ABOUT THIS EXERCISE
Copy out each line of the entries where the word "monitor" is present.

Data records:
----------

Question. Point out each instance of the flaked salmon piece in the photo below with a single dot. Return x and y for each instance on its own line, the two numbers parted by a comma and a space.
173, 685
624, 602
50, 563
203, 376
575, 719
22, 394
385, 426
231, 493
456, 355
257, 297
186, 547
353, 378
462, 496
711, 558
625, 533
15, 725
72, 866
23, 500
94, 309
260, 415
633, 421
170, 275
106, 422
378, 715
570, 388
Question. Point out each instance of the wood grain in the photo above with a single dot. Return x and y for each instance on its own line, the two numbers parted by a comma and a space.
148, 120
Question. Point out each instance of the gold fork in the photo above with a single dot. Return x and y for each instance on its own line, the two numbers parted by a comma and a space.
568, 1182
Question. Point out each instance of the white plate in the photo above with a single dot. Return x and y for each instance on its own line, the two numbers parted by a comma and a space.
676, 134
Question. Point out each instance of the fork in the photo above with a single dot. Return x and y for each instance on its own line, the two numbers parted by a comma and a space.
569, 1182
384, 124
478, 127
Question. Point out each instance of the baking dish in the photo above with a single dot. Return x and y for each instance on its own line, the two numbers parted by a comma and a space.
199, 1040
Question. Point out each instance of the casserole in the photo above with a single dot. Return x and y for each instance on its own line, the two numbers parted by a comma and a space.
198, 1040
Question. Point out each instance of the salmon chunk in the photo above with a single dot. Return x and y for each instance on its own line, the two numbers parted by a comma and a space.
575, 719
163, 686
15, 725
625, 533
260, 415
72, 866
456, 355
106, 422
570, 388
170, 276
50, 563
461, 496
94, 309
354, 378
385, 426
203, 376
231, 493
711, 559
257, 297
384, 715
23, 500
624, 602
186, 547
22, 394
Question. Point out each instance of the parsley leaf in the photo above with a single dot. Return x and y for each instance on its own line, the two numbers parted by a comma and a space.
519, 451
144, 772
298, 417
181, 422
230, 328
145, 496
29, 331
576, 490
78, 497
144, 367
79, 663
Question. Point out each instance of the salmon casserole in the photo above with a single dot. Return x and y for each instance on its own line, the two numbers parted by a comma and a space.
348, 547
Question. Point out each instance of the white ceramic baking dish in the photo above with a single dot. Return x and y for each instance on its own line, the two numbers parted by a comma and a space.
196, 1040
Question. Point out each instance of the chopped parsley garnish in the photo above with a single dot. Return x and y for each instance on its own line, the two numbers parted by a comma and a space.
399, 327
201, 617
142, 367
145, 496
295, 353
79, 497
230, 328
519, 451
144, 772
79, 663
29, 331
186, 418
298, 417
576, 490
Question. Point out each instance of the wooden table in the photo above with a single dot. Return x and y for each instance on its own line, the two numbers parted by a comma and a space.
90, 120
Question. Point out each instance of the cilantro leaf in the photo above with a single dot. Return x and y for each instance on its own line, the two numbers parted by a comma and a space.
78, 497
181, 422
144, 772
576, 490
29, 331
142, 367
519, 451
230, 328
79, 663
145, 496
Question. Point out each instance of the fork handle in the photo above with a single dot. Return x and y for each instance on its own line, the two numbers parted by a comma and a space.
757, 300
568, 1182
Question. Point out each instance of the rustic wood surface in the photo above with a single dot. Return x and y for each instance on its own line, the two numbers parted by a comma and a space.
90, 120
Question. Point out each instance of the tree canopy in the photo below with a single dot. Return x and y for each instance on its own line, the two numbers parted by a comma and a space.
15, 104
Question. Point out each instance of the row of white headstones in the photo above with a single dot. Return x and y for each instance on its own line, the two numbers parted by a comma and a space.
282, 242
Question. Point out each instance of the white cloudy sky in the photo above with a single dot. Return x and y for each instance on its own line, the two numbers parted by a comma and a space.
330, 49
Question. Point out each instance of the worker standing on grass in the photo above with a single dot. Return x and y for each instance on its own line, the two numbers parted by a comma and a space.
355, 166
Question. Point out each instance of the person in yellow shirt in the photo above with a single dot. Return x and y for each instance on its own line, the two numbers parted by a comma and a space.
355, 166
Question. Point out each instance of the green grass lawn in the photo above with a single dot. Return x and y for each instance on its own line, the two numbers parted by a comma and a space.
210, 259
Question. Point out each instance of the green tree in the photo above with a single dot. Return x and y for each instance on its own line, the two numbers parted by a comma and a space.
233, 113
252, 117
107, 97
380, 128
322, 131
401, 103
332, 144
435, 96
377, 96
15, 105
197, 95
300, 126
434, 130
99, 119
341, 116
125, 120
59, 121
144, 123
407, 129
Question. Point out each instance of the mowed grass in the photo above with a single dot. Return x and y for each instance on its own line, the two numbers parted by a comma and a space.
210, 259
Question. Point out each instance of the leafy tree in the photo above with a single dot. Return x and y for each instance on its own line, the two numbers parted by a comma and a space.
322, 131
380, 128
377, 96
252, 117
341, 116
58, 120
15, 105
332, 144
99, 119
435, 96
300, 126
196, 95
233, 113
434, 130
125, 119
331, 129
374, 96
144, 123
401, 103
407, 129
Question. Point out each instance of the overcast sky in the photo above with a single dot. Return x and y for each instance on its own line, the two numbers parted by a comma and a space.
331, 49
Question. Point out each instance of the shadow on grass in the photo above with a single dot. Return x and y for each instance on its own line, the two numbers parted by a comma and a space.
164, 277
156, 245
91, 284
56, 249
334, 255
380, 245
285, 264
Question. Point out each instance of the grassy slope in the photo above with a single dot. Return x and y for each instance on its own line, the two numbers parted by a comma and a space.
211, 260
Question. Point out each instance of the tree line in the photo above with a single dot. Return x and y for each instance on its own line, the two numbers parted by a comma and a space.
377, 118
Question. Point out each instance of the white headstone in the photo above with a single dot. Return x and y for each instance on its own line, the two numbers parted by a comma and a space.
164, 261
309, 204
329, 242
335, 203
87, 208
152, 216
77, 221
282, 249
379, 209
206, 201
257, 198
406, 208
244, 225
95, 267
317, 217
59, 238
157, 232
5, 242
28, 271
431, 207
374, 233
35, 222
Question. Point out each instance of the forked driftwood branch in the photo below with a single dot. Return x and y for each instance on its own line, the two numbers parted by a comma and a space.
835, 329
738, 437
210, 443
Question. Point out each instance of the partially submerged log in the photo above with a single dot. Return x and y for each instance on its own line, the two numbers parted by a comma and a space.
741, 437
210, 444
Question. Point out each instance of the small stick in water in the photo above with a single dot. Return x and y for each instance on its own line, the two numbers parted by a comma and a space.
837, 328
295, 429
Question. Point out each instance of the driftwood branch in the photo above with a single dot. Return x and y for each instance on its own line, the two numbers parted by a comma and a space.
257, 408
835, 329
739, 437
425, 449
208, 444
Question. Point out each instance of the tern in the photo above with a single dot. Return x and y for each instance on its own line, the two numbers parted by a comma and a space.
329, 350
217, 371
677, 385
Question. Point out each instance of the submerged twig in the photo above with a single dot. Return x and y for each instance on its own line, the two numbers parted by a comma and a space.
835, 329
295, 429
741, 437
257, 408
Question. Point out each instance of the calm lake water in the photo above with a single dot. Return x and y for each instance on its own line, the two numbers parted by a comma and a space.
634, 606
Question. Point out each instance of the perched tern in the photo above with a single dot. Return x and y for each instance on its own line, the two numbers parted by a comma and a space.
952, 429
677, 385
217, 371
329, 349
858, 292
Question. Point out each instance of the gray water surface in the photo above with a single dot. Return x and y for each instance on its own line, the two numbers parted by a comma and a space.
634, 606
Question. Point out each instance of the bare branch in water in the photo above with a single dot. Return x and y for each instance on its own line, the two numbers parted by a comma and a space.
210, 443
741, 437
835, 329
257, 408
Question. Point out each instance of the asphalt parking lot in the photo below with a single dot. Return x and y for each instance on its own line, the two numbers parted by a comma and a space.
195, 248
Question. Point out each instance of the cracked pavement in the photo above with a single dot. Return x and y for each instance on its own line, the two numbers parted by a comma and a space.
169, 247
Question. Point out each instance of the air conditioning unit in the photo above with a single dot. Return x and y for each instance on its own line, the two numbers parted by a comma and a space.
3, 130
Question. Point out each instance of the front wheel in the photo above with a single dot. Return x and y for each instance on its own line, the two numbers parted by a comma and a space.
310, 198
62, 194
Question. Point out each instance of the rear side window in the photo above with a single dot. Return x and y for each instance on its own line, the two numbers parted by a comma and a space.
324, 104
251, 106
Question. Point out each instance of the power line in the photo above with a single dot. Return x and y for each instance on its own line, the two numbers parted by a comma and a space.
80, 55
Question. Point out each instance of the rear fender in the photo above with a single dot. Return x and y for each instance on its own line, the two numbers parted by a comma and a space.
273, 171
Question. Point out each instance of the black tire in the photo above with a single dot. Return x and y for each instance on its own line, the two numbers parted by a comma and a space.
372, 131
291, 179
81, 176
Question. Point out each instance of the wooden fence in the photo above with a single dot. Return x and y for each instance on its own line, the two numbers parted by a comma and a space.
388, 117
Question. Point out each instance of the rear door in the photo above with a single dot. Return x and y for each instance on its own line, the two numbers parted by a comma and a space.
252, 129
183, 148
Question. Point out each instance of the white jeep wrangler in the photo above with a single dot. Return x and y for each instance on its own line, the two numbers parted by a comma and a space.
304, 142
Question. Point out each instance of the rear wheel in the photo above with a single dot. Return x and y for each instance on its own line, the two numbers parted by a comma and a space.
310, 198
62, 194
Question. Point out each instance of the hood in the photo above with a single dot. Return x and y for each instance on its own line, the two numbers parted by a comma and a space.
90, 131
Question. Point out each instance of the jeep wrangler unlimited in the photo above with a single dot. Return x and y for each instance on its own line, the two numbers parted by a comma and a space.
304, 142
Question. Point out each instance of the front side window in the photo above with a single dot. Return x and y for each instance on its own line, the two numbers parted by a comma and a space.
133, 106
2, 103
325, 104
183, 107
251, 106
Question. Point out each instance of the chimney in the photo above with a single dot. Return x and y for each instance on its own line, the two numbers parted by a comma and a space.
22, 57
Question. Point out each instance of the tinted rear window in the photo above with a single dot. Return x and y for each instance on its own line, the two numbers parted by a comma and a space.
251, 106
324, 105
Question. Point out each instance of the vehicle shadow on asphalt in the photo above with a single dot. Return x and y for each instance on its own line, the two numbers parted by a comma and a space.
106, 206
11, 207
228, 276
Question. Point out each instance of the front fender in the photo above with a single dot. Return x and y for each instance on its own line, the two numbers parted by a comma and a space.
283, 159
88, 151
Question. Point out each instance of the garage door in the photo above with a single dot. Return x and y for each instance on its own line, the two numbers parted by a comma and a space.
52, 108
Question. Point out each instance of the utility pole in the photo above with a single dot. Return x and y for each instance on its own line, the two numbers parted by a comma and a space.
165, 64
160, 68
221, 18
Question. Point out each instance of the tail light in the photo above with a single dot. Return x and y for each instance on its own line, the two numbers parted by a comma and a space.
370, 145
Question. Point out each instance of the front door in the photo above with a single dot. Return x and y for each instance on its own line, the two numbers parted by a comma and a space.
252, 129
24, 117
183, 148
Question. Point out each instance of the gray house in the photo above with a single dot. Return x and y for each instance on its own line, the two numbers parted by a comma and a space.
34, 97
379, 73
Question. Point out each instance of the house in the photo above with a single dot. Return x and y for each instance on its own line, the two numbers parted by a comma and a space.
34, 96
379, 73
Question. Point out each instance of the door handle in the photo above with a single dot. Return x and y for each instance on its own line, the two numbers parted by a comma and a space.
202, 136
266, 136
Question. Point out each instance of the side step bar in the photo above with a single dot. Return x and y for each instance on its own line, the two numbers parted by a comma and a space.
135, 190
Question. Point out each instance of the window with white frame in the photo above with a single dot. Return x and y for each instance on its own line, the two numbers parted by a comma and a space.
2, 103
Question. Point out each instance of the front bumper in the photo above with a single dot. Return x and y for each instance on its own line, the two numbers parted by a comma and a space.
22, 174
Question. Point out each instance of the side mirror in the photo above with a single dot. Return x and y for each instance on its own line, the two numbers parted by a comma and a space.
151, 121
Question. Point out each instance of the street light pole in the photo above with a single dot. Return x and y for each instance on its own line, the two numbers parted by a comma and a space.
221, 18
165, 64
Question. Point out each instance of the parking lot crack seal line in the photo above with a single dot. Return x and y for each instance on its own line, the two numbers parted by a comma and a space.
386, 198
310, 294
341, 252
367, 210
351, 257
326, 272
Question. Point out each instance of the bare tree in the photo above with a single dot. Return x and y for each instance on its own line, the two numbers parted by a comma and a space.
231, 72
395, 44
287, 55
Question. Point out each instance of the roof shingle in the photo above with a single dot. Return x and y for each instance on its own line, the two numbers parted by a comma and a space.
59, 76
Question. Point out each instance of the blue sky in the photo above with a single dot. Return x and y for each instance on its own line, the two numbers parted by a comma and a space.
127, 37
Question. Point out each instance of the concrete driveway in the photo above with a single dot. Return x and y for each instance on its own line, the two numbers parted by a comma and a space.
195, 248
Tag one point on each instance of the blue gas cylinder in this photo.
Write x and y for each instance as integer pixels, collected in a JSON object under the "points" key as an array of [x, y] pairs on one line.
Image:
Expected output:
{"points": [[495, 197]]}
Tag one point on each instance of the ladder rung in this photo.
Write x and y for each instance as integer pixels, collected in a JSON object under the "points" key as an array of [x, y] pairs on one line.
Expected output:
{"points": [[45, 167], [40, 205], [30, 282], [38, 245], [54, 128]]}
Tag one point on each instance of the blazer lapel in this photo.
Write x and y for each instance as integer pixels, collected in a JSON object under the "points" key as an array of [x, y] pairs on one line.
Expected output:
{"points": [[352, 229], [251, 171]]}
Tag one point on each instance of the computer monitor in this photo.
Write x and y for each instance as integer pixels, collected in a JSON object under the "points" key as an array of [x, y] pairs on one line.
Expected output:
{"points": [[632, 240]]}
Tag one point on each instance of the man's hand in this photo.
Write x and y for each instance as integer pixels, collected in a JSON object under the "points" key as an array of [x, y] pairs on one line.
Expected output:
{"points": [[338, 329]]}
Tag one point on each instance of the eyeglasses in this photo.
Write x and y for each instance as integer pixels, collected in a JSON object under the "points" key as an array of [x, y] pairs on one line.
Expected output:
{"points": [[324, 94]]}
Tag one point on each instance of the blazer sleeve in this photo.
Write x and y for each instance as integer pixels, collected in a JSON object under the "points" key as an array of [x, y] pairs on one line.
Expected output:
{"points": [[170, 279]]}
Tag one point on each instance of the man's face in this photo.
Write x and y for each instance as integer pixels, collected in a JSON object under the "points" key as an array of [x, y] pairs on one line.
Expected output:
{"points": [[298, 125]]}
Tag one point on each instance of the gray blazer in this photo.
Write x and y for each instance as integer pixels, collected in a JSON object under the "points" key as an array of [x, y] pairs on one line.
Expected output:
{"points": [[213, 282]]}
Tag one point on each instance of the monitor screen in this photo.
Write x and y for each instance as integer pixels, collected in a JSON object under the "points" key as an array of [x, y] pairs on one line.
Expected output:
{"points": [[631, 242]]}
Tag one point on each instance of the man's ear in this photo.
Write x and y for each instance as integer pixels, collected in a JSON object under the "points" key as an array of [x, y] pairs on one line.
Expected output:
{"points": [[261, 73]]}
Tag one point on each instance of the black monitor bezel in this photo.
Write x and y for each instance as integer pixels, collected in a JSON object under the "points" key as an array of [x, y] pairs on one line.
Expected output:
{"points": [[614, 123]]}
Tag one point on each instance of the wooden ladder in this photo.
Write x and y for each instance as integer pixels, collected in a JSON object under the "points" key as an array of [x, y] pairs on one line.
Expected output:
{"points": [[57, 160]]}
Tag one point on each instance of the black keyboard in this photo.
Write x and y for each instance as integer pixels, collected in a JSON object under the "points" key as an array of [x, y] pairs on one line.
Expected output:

----------

REPLY
Tag one point on each instance of the computer monitor in this photo.
Tag one point on each instance of the monitor screen in this photo.
Tag one point on each instance of the black monitor bezel in this photo.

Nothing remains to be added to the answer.